Alweer een kritische stem minder – Van de beul en het meisje (3)

‘Vergeef ons, Stas. Jij verdedigde anderen maar je was weerloos tegen de gek die het lef had je dood te schieten.” De woorden zijn van Zoya Svetova, een vriendin van Stanislav Markelov, die hem enige dagen voor zijn dood nog aan de lijn had. In een column op de website ‘Yezhednevny zhurnal’ vertelt ze dat ze elkaar altijd belden. Hij gaf haar waardevol materiaal voor artikels over mensenrechtenprocessen in Rusland. “Je was joviaal en onvermoeibaar, Stas”, schrijft ze. “Je was de evenknie van je in 2006 vermoorde cliënte Anna Politkovskaja, wiens moordenaars en opdrachtgevers we ook nooit bestraft zullen zien. De slachtoffers die zij aan het woord liet, spanden met jouw hulp een proces aan tegen hun beulen. Er waren veel mensen die je haatten, al diegenen die willen verhinderen dat gerechtigheid geschiedt. Maar er waren er nog veel meer die je mateloos bewonderden”, besluit ze.

* [Opdracht]
Op welke website publiceerde Zoya Svetova volgens het artikel haar column?

* [Rijen]
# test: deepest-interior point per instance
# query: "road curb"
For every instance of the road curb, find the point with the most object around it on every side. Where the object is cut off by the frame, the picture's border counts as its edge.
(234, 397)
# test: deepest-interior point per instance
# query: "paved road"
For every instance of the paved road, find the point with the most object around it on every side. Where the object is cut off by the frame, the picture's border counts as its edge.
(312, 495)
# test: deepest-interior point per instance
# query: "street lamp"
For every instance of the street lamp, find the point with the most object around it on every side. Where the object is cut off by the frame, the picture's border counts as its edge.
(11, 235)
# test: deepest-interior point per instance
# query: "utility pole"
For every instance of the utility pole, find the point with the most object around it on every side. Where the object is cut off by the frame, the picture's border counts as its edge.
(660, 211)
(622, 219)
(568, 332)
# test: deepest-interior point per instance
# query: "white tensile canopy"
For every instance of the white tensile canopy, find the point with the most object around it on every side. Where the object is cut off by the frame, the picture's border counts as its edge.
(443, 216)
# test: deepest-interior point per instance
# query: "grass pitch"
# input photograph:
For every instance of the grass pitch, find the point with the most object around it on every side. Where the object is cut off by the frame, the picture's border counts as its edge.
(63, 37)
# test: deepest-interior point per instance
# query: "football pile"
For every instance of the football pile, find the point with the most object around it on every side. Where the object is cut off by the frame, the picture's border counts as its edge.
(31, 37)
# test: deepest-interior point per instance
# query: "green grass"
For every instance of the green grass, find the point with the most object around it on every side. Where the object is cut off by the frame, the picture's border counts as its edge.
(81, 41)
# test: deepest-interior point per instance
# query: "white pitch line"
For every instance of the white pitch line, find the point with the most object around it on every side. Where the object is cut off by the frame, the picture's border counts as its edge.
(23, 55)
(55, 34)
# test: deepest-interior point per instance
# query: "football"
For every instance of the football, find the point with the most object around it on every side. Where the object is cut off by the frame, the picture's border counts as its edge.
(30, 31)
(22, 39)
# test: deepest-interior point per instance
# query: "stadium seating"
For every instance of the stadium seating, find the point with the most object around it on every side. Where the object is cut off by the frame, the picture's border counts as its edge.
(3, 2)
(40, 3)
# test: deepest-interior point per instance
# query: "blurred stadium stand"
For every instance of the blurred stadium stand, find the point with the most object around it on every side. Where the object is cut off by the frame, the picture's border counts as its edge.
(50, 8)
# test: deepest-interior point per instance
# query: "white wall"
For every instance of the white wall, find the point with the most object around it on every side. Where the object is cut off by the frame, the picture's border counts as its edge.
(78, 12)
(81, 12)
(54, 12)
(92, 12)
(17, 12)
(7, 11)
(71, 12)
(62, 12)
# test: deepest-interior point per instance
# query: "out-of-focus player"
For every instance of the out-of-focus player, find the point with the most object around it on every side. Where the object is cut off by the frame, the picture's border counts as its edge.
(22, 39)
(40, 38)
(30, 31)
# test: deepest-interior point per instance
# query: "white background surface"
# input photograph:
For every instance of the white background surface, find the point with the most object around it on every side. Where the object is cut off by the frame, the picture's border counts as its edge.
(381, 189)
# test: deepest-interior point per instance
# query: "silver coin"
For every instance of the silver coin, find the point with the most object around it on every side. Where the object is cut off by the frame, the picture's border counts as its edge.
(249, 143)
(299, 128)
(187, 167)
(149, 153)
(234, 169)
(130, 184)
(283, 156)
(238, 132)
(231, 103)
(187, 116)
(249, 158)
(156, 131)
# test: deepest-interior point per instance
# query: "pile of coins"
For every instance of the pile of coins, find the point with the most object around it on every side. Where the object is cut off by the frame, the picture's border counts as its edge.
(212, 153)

* [Volledig antwoord]
Op de website ‘Yezhednevny zhurnal’.